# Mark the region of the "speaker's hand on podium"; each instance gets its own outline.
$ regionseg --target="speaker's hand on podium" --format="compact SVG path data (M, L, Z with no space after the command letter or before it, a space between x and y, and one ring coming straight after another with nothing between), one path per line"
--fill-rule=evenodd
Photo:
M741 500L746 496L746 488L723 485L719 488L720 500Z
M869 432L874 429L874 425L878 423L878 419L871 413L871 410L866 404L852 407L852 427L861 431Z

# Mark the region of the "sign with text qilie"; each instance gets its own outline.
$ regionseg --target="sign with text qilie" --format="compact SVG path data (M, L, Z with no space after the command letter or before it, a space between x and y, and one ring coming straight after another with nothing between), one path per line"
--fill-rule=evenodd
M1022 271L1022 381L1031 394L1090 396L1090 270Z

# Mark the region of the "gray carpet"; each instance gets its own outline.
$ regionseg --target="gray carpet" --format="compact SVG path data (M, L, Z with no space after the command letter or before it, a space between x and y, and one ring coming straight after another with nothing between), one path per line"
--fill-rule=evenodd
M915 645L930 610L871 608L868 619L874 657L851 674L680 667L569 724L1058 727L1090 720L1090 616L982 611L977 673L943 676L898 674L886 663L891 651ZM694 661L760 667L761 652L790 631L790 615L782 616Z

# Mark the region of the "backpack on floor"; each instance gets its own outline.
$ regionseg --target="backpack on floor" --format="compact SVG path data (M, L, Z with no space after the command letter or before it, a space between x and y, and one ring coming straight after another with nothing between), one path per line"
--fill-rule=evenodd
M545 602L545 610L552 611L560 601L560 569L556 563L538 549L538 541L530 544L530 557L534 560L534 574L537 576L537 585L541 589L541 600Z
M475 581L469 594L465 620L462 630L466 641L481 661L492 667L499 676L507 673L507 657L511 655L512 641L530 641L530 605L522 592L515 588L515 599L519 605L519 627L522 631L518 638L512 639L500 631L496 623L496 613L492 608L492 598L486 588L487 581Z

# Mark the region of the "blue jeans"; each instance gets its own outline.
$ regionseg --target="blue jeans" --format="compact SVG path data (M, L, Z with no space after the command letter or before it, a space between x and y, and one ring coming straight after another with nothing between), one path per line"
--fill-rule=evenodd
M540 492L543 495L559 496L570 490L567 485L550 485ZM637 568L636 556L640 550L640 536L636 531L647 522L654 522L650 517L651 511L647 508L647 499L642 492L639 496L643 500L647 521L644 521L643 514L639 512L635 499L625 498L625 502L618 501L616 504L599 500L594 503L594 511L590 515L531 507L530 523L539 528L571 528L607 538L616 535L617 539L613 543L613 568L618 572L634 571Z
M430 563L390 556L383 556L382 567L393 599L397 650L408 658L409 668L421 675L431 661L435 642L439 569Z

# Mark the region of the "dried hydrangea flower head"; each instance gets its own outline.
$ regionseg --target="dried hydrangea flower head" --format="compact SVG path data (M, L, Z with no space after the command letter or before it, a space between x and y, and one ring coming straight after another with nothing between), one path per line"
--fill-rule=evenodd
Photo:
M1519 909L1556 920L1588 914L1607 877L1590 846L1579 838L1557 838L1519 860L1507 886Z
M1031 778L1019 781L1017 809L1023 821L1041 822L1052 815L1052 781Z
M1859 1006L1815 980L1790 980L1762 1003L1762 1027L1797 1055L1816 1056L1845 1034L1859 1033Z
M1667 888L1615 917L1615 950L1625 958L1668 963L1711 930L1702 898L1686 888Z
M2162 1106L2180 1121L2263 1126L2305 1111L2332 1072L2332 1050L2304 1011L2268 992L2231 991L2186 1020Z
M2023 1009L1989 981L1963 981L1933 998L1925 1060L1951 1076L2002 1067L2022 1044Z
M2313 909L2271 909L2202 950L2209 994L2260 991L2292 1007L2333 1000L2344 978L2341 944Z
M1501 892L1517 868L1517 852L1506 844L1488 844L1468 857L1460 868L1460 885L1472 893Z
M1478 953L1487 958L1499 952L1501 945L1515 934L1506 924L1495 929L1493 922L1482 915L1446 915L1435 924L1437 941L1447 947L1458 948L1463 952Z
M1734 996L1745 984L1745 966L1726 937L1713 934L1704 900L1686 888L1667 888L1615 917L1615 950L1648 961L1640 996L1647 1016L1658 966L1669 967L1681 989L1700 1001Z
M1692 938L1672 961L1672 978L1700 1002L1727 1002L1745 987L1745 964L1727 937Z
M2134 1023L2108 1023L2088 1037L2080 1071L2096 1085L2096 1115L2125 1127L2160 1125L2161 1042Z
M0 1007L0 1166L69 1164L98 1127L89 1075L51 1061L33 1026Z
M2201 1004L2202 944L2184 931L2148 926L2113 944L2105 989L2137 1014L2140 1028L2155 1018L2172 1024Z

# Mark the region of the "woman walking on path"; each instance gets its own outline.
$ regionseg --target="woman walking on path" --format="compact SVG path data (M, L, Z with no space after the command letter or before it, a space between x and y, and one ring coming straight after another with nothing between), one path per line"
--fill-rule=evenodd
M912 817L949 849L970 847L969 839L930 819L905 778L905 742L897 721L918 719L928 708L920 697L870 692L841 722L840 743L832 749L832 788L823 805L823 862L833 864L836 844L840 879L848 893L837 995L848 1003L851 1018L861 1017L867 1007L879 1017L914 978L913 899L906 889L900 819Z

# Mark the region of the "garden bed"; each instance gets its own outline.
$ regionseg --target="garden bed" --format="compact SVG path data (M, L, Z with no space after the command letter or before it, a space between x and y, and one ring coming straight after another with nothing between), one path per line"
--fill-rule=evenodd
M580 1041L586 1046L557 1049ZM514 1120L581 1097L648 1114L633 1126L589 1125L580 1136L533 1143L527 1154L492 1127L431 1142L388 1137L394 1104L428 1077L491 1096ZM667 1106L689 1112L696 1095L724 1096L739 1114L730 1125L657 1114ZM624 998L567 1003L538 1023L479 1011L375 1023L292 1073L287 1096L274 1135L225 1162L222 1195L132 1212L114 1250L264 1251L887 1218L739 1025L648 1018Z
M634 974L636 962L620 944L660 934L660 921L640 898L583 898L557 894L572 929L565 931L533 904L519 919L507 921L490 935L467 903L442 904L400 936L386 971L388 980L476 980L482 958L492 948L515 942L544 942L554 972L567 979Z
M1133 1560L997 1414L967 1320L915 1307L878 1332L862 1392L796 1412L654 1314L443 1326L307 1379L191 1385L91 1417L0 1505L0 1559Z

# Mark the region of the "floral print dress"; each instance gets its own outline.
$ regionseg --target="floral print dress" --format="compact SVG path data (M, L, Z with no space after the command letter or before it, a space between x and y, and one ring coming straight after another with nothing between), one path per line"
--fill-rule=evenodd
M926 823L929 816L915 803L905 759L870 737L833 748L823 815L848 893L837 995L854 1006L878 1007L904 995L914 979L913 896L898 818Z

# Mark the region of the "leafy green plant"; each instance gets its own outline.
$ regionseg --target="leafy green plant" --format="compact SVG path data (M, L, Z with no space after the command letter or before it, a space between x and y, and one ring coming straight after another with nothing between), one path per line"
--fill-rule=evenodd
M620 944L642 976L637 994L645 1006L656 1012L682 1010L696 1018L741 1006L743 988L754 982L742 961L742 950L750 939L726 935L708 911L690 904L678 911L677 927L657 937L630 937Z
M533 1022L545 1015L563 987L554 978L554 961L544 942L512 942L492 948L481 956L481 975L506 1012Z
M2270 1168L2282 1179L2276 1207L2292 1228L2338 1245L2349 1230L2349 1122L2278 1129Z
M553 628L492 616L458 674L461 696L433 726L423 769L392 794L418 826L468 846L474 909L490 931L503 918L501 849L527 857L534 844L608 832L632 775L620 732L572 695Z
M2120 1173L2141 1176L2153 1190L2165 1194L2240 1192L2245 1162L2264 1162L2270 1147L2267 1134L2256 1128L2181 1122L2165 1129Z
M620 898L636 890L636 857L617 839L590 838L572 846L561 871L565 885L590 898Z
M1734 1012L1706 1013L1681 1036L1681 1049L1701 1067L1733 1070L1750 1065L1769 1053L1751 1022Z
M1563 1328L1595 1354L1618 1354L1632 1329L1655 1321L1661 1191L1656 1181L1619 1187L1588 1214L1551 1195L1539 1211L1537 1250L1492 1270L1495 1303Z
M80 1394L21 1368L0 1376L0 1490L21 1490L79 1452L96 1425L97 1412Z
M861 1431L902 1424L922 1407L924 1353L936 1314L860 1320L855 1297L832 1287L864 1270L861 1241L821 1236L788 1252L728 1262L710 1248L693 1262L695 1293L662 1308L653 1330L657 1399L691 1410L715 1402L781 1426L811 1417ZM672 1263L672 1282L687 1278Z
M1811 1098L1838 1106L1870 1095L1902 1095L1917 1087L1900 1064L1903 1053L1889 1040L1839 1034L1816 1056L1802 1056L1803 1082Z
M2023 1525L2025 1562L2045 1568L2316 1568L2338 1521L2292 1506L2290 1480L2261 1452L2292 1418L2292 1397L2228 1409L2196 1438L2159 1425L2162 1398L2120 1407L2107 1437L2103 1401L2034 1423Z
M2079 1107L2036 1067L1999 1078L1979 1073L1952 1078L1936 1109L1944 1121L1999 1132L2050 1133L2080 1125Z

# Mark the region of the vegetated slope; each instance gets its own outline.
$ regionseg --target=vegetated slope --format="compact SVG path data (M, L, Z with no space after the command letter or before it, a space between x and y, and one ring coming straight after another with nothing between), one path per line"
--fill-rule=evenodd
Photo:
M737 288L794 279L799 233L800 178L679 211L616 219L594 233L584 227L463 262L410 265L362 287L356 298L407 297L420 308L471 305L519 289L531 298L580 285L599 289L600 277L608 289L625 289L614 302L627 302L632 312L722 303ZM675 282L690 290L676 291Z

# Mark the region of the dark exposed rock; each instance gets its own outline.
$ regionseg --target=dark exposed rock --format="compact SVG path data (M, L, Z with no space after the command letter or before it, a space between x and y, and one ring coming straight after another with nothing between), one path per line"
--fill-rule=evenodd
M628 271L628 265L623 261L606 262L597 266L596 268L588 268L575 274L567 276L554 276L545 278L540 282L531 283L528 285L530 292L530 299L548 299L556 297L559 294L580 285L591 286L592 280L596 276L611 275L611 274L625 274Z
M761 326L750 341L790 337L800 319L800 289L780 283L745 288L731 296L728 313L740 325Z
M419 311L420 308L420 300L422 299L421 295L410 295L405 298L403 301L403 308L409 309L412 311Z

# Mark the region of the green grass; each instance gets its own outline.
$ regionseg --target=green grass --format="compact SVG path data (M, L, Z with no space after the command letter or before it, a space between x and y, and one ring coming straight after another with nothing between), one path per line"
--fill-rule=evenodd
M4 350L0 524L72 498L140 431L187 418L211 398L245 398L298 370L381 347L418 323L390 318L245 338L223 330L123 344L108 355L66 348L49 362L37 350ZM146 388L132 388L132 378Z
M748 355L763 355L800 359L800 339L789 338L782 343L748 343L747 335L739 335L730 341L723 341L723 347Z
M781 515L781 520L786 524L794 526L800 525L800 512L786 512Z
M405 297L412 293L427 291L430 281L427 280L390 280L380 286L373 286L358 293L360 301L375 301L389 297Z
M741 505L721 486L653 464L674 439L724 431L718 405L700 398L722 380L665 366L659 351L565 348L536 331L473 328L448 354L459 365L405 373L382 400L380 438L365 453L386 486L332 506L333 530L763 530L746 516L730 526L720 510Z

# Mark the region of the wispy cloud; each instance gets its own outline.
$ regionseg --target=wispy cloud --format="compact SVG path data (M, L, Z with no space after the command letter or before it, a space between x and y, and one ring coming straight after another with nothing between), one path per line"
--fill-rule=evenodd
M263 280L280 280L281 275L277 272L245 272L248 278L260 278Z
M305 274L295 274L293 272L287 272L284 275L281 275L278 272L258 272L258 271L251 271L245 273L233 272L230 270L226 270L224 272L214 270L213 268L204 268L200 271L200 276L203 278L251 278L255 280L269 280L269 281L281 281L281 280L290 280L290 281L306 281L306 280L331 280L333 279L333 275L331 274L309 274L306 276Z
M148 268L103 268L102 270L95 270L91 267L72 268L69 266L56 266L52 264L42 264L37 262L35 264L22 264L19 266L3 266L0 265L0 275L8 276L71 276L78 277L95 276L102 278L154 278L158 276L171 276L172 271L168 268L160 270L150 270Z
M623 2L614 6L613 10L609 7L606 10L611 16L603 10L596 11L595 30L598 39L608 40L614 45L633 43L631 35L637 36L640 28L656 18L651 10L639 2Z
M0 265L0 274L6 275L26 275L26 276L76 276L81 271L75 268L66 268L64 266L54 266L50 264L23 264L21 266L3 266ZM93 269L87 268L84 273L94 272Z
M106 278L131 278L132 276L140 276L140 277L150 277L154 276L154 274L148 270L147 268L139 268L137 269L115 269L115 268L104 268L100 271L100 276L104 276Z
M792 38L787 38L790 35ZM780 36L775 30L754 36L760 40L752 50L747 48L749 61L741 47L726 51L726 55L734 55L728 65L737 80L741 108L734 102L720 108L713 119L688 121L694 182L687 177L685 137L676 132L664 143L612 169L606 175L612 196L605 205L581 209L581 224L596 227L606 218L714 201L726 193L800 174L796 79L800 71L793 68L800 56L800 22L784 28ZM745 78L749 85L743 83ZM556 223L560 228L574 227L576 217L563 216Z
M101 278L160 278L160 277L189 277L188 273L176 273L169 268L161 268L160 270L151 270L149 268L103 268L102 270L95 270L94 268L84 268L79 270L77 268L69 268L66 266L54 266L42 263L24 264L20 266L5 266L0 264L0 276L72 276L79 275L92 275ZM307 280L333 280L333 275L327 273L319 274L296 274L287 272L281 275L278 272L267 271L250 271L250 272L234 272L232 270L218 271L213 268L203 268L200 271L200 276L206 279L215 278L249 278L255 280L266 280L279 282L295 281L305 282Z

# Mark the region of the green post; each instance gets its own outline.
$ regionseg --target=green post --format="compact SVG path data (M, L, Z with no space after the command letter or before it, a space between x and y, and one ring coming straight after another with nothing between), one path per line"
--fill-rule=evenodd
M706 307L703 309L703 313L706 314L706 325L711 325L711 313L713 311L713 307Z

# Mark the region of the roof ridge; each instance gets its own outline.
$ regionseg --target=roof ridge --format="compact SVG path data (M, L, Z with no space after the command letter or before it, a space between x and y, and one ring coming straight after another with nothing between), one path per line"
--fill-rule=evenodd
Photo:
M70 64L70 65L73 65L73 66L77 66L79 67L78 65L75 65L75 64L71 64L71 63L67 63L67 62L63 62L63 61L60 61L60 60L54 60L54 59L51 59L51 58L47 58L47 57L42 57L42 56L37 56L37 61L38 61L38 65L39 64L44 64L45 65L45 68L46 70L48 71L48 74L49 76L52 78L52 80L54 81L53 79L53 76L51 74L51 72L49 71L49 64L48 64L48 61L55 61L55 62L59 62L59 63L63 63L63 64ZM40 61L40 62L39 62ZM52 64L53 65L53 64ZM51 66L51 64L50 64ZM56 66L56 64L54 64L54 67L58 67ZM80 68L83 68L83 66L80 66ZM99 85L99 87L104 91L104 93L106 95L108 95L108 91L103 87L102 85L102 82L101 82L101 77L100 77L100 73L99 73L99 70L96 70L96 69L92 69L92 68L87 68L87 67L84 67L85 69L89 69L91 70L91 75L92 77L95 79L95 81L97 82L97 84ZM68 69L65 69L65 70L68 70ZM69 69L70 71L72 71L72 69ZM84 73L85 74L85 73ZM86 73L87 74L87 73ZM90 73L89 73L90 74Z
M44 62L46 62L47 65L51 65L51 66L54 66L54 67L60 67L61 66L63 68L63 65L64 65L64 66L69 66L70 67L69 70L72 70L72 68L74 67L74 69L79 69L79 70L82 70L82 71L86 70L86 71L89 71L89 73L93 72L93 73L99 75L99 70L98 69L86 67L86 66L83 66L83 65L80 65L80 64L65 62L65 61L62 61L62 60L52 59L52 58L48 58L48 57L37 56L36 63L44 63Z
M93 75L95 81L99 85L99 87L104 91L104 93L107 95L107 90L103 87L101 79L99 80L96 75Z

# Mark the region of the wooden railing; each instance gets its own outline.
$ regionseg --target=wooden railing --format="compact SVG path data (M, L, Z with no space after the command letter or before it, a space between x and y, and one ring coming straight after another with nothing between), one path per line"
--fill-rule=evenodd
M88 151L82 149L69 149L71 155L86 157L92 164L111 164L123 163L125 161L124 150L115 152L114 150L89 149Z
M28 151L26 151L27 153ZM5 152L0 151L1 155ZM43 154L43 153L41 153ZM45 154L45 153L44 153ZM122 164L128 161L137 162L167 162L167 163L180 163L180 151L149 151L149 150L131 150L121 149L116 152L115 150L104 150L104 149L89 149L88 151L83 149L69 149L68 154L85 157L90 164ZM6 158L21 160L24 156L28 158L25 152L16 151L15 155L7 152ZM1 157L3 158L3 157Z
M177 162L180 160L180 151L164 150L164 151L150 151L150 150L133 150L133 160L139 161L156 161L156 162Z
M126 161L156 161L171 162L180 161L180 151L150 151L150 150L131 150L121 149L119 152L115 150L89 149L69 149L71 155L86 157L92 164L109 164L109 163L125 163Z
---------------
## Exercise requirements
The required answer is the run of lines above, starting at the line with "# Mark the region of the wooden" and ending at the line with "regionseg --target=wooden railing", reproduced exactly with both ends.

## Task output
# Mark the region of the wooden railing; each instance gets its own outline.
$ regionseg --target=wooden railing --format="compact SVG path data (M, L, Z with no space after the command letter or before it, a space between x and y, and one ring coming straight after another with nothing between), one path per line"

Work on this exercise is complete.